─── Artikel ───

Menu
    English

    Luisteren

    Wat kan je doen om ervoor te zorgen dat wat verteld wordt niet zo snel uit je hoofd verdwijnt en in kan zetten om effectief te studeren? En wat kan je doen om later in je beroep bekend te staan als een goede luisteraar? Taalassistent helpt je aan de juiste theorie, tools en oefeningen om je luistervaardigheid te verbeteren.

    Luisteren lijkt geen vaardigheid te zijn: het is toch iets wat je gewoon doet? Het klopt dat je de hele dag van alles hoort en je naar mensen luistert, bijvoorbeeld naar een docent tijdens een les of een medestudent met wie je een project bespreekt.

    Als je kijkt naar de driehoek van David Sousa (How the brain learns), dan zie je echter dat maar zo'n vijf procent van de informatie die je hoort echt blijft hangen.

    Beter luisteren, hoe doe je dat?

    In gesprekken

    Goed luisteren doe je voor jezelf: als je de ander begrijpt, is het fijn om van gedachten te wisselen en je merkt dat je het gesprek makkelijk kan onthouden, wat betreft inhoud en sfeer. Ook doe je het voor die ander: hij voelt zich begrepen en kan zijn verhaal bij je kwijt. Hij zal je geïnteresseerd, betrokken en een professionele gesprekspartner vinden.

    Je kan luistertechnieken inzetten om zo’n plezierige gesprekspartner te worden. Met behulp van het ezelsbruggetje LSD kan je verder oefenen.

    Lessen volgen

    De eerste vraag die jezelf zou kunnen stellen is: 'Waarom ga ik naar een les?' Herken jij je in Joris en/of Sarita?

    1. Joris: 'lk volg bijna alle lessen, anders doe ik helemaal niets. Dat helpt me om aan het werk te gaan en ik zie daar andere studenten met wie ik kan praten over de onderwerpen en de opgaven.'
    2. Sarita: 'Lessen volgen geeft me het vertrouwen dat ik alles bij elkaar heb wat belangrijk is. En ik heb er veel aan om naar zo'n les te luisteren, anders moet ik het allemaal lezen in het boek.'
    De belangrijkste redenen om lessen te volgen zijn:
    • Je krijgt een overzicht van de grote lijnen.
    • Je hoort wat de docent belangrijk vindt.
    • Je krijgt voorbeelden en een toelichting op moeilijke punten.
    • Er worden examenonderwerpen behandeld die niet in het boek staan.
    • Je krijgt de exameneisen en aanwijzingen voor het bestuderen van de onderwerpen.
    • Je kunt er luisteren naar de uitleg (vooral belangrijk als je auditief bent ingesteld).
    • Lessen geven je houvast in je studietempo en planning.
    • Je ontmoet daar je medestudenten.

─── Getoonde records ───

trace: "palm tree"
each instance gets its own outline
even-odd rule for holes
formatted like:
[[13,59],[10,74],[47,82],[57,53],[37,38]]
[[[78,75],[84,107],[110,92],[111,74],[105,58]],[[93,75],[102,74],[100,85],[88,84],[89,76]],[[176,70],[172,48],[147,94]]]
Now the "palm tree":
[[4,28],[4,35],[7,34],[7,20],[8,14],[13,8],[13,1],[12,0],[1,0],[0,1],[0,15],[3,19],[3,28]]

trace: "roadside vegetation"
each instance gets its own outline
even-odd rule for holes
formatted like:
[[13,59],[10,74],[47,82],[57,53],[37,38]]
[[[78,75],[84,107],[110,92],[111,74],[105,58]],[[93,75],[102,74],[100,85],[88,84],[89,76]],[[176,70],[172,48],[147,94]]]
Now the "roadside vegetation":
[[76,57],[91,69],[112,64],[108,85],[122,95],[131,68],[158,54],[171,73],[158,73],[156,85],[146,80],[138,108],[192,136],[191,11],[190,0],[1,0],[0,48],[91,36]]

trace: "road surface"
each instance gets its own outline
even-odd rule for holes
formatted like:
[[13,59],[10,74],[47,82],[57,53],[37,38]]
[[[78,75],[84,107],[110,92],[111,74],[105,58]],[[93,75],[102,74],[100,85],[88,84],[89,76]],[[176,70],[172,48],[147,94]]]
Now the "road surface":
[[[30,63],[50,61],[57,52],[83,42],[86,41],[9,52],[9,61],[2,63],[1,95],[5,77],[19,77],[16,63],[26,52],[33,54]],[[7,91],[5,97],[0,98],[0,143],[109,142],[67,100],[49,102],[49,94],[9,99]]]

───

▶ Opdrachten
a - Beantwoord de volgende vragen over het artikel over luisteren.
(i) Hoeveel procent van de informatie die je hoort, blijft volgens de driehoek van David Sousa echt hangen?
(ii) Met behulp van welk ezelsbruggetje kun je volgens het artikel verder oefenen met luisteren in gesprekken?
(iii) Welke twee studenten komen aan het woord onder "Lessen volgen"?
b - Tel de regels van de records waarin het woord "trace" voorkomt, en geef alleen dat aantal.

▶ Antwoorden
a -
(i) Zo'n vijf procent.
(ii) LSD.
(iii) Joris en Sarita.

b - 3